Consigne 1: Dans le texte sur l'exposition du World Press Photo, énumérez ce que montrent les photos de la salle d'exposition.
Consigne 2: Relevez dans le listing chaque ligne contenant la chaîne « ornate ».

Texte affiché:
-- -- --

Tous les médias ont parlé de cette guerre et c'est seulement en voyant ces photos à l'exposition du World Press Photo que je me remets en question? Comment cela est-il possible?

On ne se sent pas vraiment concernés lorsque nous voyons ces images dans les médias. Celles-ci sont accompagnées de tellement d'informations et de titres qu'il est impossible de s'arrêter et de ressentir ce que ces gens vivent là-bas.

La force de l'image

La société s'est longtemps demandé quelle était la force de l'image et quelle était sa place dans les médias. Dans cette salle d'exposition, des gens silencieux et complètement absorbés, choqués et émus par des photos montrant des conflits de guerres, des conditions de pauvreté, ainsi que des réalités sociales complètement traumatisantes.

Nous vivons dans une société où les gens ont besoin de voir la peur et le danger pour se sentir concernés. On a besoin de sentir ce que d'autres vivent pour réaliser à quel point nous sommes bien dans notre petit chez nous.

-- -- --

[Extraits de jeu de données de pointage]
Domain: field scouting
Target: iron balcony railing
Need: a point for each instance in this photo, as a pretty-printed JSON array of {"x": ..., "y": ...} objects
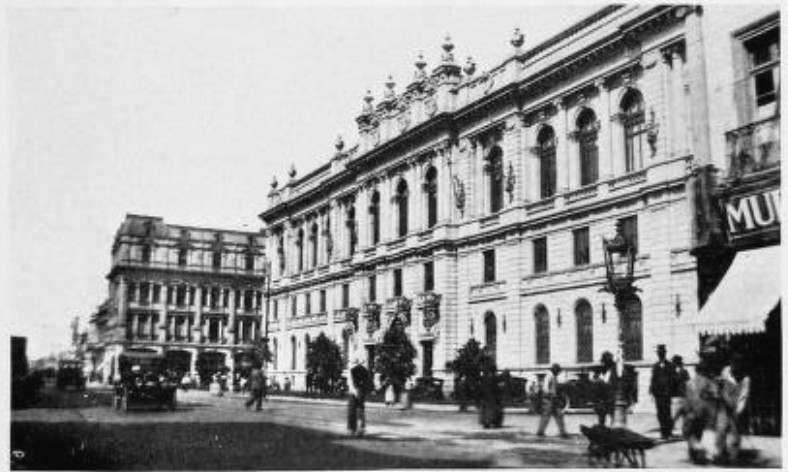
[{"x": 754, "y": 147}]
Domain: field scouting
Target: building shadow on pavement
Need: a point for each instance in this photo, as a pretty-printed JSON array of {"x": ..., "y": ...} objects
[{"x": 199, "y": 446}]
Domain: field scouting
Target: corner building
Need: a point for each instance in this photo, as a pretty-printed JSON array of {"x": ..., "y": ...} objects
[
  {"x": 475, "y": 203},
  {"x": 192, "y": 294}
]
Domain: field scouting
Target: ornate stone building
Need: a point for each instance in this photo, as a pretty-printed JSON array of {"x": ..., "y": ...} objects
[
  {"x": 475, "y": 203},
  {"x": 194, "y": 294}
]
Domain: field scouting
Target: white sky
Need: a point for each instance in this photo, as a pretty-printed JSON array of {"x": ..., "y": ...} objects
[{"x": 186, "y": 112}]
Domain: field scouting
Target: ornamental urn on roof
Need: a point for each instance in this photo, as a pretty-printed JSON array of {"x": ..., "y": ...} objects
[
  {"x": 470, "y": 67},
  {"x": 518, "y": 39},
  {"x": 420, "y": 65},
  {"x": 448, "y": 47}
]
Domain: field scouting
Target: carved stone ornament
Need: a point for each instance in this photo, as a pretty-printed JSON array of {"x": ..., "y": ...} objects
[
  {"x": 459, "y": 193},
  {"x": 430, "y": 106},
  {"x": 431, "y": 309},
  {"x": 510, "y": 181},
  {"x": 351, "y": 317},
  {"x": 653, "y": 134},
  {"x": 372, "y": 317}
]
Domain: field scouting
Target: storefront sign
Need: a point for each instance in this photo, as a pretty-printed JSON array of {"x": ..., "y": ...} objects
[{"x": 753, "y": 213}]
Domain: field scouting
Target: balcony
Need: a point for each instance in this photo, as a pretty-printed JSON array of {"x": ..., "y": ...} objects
[{"x": 753, "y": 148}]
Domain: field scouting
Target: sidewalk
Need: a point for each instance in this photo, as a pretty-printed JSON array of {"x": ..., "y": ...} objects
[{"x": 670, "y": 454}]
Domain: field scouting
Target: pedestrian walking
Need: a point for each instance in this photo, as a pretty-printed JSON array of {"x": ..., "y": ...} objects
[
  {"x": 661, "y": 388},
  {"x": 256, "y": 387},
  {"x": 734, "y": 386},
  {"x": 359, "y": 387},
  {"x": 553, "y": 402},
  {"x": 491, "y": 414}
]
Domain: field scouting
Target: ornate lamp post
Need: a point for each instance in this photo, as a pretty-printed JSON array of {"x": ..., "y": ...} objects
[{"x": 620, "y": 267}]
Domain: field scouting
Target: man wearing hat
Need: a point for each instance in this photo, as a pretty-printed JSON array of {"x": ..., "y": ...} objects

-- -- --

Résultat 1:
- des conflits de guerres
- des conditions de pauvreté
- des réalités sociales complètement traumatisantes

Résultat 2:
Target: ornate stone building
Target: ornate lamp post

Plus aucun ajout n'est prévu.